[Dataset excerpts]
________________
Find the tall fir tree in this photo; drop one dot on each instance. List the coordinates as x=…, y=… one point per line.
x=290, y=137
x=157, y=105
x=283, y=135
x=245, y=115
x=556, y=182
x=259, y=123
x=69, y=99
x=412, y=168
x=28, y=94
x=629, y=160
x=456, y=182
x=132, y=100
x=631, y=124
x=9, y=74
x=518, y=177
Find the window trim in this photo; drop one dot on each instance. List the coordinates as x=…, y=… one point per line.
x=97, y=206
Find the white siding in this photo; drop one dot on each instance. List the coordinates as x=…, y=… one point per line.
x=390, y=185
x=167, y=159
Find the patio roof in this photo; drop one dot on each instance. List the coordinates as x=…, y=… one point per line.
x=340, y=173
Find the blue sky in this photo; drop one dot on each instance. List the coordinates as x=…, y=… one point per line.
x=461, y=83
________________
**Brief**
Starting from the line with "Find the white" and ending with the final line of the data, quote every line exactly, both ends included.

**Written solution**
Find the white siding in this photo; drop one dot on each instance. List the coordinates as x=…, y=… one point per line.
x=390, y=185
x=167, y=159
Find the patio roof in this photo; drop one dot on each instance. List the coordinates as x=…, y=… one point per line.
x=340, y=173
Find the blue sky in this photo; drop one dot on each instance. List the coordinates as x=…, y=… one point per line.
x=461, y=83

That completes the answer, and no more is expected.